**TASK ITEM**
A word-for-word repetition of all the entries is needed.

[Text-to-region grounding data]
↓↓↓

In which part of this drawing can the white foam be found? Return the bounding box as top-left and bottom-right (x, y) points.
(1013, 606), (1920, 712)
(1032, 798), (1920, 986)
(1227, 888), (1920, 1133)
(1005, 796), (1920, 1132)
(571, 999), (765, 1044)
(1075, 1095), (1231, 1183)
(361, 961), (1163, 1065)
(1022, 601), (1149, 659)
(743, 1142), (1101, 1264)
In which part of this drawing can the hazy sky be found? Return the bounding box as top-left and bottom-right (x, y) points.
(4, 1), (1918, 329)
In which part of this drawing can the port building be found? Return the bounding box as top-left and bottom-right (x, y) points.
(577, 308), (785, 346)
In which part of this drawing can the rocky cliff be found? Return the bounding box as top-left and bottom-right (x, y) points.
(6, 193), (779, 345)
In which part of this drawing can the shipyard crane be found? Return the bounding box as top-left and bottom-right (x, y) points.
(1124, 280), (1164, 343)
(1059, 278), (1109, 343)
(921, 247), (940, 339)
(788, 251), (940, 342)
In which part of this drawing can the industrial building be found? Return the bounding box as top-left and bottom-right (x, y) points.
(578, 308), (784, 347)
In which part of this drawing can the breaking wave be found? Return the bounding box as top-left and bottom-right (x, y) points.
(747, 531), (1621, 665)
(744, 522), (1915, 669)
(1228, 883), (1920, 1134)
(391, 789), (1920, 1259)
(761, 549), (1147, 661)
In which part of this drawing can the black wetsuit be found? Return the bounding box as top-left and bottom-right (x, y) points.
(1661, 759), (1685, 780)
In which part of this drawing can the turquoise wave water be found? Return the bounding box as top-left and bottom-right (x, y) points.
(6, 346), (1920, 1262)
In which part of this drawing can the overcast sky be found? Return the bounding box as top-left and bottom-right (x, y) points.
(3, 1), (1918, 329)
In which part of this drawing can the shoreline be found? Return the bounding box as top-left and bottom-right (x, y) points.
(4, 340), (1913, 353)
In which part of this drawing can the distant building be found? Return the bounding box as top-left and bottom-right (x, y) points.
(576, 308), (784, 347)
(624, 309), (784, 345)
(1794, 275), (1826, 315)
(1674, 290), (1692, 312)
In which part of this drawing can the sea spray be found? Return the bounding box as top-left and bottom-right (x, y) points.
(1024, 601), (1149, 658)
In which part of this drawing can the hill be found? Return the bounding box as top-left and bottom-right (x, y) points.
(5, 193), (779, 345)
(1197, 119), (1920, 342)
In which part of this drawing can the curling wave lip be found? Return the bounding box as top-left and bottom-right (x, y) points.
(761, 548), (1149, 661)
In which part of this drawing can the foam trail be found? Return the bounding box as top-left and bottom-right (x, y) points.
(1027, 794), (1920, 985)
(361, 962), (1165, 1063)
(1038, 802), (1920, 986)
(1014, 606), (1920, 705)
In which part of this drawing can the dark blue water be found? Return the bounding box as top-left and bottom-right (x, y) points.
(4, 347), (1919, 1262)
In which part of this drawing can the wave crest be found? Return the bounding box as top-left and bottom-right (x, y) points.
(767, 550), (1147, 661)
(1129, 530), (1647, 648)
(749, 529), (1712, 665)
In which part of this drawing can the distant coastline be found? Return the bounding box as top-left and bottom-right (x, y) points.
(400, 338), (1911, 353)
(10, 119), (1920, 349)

↑↑↑

**ANSWER TO THIS PROBLEM**
In which part of this drawing can the white foam be found? Return the bounding box as top-left and bottom-right (x, y) points.
(1013, 606), (1920, 712)
(1032, 798), (1920, 986)
(1227, 888), (1920, 1133)
(1005, 796), (1920, 1132)
(571, 999), (765, 1044)
(1075, 1095), (1231, 1183)
(361, 961), (1163, 1065)
(1022, 601), (1149, 659)
(743, 1142), (1101, 1264)
In which part of this drawing can the hazy sky be found? Return the bounding box as top-left and bottom-right (x, y) points.
(4, 1), (1918, 329)
In which part of this drawing can the port building be found? Return the bounding box as top-left and bottom-right (x, y) points.
(577, 308), (785, 346)
In which part of this drawing can the rocky cliff be found? Return the bounding box as top-left and bottom-right (x, y) points.
(6, 193), (779, 345)
In which part of this drawing can the shipyard crane be found? Return the bounding box as top-left and bottom-right (x, y) points.
(1124, 280), (1164, 343)
(1059, 278), (1109, 343)
(921, 247), (940, 339)
(788, 251), (940, 342)
In which part of this drawing can the industrial building be found? Return the bounding box as top-left and bottom-right (x, y) points.
(578, 308), (784, 347)
In which part of this drawing can the breaking wave be found? Return the bounding box as top-left and bottom-right (x, y) points.
(747, 531), (1621, 665)
(744, 522), (1915, 669)
(1228, 883), (1920, 1134)
(391, 789), (1920, 1259)
(761, 549), (1147, 661)
In which part of this drawing can the black wetsuit be found? Return the bounding box as top-left and bottom-right (x, y) points.
(1661, 759), (1685, 780)
In which part of this drawing can the turquoise wave water be found? Return the bounding box as top-left and bottom-right (x, y) points.
(6, 346), (1920, 1262)
In which part of this drawing can the overcast sky be found? Return the bounding box as top-left and bottom-right (x, y) points.
(3, 1), (1918, 329)
In which part of this drawing can the shoreline be found? Return the bounding box as top-left and bottom-right (x, y) points.
(4, 340), (1913, 353)
In which part of this drawing can the distant building be found? Return the bounding box as top-left and bottom-right (x, y) points.
(576, 308), (784, 347)
(624, 309), (784, 345)
(1794, 275), (1826, 315)
(1674, 290), (1692, 312)
In which part of this drawing can the sea spray be found? Return the bounding box as top-left and bottom-right (x, y) points.
(1024, 601), (1149, 658)
In which part of this drawing can the hill be found? Return the bounding box as top-left and bottom-right (x, y) points.
(5, 193), (779, 345)
(1197, 119), (1920, 342)
In which part of this drawing can the curling wave lip be found? Return the bounding box as top-left and bottom-right (x, y) points.
(761, 548), (1149, 661)
In which part of this drawing can the foam trail be found? Return the bounding box as top-left and bottom-right (x, y) points.
(1027, 794), (1920, 985)
(361, 962), (1165, 1063)
(1038, 802), (1920, 986)
(1014, 606), (1920, 705)
In which part of this drawing can the dark blue water be found? Return the bounding box as top-left and bottom-right (x, y) points.
(4, 347), (1919, 1262)
In which part of this drawing can the wave crest be found? Return the bounding box as top-left and bottom-right (x, y) points.
(767, 550), (1147, 661)
(1129, 530), (1647, 648)
(749, 529), (1712, 665)
In which part of this drawing can the distant coastline be found? Return the bounding box as top-left and bottom-right (x, y) points.
(400, 338), (1911, 353)
(10, 119), (1920, 349)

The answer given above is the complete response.